TASK STATEMENT: All lines of the material below that include the string "railing" are to be copied.

::: SOURCE DATA :::

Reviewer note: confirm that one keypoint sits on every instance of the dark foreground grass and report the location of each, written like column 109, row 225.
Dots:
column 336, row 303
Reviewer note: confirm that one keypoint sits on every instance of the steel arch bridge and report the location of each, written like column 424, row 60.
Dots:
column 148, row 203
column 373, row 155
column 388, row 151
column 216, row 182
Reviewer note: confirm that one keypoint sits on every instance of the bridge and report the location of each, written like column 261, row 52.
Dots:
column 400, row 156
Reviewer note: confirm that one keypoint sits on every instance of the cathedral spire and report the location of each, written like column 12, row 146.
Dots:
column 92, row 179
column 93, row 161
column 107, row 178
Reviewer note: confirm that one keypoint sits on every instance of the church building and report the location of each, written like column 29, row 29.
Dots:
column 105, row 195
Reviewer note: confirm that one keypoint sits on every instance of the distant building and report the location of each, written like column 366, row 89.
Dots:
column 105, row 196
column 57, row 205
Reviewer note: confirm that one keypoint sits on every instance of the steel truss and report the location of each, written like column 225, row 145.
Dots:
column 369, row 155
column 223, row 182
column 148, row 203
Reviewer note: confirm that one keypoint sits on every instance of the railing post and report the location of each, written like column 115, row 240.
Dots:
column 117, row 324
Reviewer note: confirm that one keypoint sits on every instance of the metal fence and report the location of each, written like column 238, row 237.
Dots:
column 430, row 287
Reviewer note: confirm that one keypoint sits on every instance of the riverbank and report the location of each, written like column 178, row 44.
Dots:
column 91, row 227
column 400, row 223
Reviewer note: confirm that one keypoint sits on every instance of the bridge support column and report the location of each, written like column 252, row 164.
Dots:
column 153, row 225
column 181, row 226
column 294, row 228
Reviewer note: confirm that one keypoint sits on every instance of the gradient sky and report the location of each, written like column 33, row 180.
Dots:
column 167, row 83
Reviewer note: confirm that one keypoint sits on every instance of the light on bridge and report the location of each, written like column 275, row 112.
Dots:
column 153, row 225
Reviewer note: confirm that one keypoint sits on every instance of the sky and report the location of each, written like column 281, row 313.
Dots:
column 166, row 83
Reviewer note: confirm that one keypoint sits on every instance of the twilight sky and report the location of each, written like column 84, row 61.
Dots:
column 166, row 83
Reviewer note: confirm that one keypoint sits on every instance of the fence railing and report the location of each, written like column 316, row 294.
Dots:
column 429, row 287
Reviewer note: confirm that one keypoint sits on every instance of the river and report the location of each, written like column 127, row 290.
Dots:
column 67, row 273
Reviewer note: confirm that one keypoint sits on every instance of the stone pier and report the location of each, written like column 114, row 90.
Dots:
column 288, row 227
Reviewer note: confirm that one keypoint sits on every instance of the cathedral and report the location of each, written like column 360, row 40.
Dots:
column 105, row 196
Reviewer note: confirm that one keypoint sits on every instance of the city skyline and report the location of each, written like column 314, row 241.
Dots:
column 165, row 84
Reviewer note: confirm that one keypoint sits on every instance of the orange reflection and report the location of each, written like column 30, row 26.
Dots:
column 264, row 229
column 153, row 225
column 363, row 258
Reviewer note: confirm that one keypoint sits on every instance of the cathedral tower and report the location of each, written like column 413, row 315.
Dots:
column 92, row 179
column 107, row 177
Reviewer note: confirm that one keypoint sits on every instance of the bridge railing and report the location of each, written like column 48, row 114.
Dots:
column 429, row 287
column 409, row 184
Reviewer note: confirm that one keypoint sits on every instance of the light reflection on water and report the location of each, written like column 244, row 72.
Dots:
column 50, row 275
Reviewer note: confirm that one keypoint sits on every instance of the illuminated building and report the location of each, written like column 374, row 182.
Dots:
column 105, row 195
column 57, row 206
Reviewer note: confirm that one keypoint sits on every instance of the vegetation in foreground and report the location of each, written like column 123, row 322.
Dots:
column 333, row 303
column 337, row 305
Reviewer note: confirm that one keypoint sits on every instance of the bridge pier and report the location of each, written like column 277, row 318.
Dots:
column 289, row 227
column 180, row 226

:::

OUTPUT FOR THIS TASK:
Reviewer note: confirm that one keypoint sits on every instance of the railing post and report the location of each, written like column 115, row 240.
Reviewer note: confirm that one keypoint sits on every instance of the fence railing and report the location of each, written like column 316, row 294.
Reviewer note: confirm that one keypoint sits on every instance of the bridge railing and report the location of each, written like column 48, row 114.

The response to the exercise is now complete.